Here are some records. Copy each one exactly.
[START Listed records]
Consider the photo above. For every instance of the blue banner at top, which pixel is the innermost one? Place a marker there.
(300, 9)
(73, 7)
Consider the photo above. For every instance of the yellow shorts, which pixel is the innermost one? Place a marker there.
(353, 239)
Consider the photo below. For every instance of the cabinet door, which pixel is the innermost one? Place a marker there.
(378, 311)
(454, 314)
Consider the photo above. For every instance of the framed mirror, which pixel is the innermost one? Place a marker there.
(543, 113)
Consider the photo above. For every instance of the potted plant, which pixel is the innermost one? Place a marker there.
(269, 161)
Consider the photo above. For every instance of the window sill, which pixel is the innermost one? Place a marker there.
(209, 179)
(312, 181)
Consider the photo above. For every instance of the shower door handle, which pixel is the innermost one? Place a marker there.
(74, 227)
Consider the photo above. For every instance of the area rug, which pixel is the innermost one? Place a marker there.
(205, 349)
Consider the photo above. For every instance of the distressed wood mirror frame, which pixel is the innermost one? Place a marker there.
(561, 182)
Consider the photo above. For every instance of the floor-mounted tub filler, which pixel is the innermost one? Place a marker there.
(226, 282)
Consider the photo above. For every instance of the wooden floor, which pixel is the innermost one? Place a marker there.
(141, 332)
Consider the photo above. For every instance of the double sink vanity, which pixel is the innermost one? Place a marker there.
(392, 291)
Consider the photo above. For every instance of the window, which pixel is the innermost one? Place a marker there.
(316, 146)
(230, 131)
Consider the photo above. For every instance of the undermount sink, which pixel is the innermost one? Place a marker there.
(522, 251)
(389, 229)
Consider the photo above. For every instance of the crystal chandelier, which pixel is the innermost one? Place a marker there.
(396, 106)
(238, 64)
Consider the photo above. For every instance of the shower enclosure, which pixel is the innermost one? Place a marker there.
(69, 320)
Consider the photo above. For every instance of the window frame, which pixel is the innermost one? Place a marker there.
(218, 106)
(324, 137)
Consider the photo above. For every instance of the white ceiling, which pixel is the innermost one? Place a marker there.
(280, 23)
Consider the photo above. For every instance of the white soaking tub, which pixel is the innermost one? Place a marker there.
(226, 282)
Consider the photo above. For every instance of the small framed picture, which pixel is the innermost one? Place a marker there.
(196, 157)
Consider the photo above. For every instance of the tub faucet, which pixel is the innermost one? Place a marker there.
[END Listed records]
Final result |
Consider the photo above. For every instance of the blue banner at top, which pixel is the innermost one? Place a marker there.
(300, 9)
(73, 7)
Consider the photo above. For every instance of the yellow shorts, which pixel is the innermost one? Place a marker there.
(353, 239)
Consider the photo below. For every instance of the cabinet door, which pixel is the innermost one? Place a marker there.
(378, 311)
(454, 314)
Consider the photo above. For every instance of the framed mirror, which pixel is the innermost one? Place a marker there.
(543, 113)
Consider the photo above. For every instance of the potted plant, which pixel is the innermost one? Place a marker there.
(269, 161)
Consider the photo above. For every instance of the window sill, which pixel is the innermost one? Place a marker there.
(209, 179)
(312, 181)
Consider the photo above. For every instance of the shower door handle, which pixel is the innermost one? Place a marker there.
(74, 227)
Consider the photo above. For every instance of the area rug, which pixel is the innermost one? Place a marker there.
(205, 349)
Consider the photo above. For every instance of the distressed wood mirror frame, which pixel is the innermost one? Place a marker there.
(561, 182)
Consider the photo above. For every instance of the floor-mounted tub filler, which pixel is the innermost one? Place a marker there.
(226, 282)
Consider the photo above. For every instance of the wooden floor, which pixel is the innermost one? Place a marker there.
(141, 332)
Consider the photo above. For every instance of the double sink vanity, which pixel is the innermost one? Place a marker there.
(392, 291)
Consider the photo above. For every instance of the window, which pixel is the innermost one? Place a marker there.
(316, 146)
(230, 131)
Consider the photo above. For every instance of the undermount sink, which pixel is the innermost one? Place a marker there.
(522, 251)
(389, 229)
Consider the photo above. For every instance of the crystal chandelier, which pixel is the innermost one? Place a marker there.
(396, 106)
(238, 64)
Consider the photo above. For every instance of the shower enclosure, which pixel is the innermost one? Place a marker there.
(69, 320)
Consider the photo above. For every instance of the window frame, which pixel is the innermost one? Place a marker there.
(218, 106)
(324, 137)
Consider the photo above. For every instance of the white ceiling, which pixel is the innermost one? Place a marker there.
(280, 23)
Consider the photo above. For every instance of the white soaking tub, which pixel is the innermost one? Place a marker there.
(226, 282)
Consider the photo above. For every instance of the small framed picture, which pixel is the innermost one? Place a marker there.
(196, 157)
Consider the photo above. For every instance of the tub faucet, which pixel is the innermost one? Place a marker there.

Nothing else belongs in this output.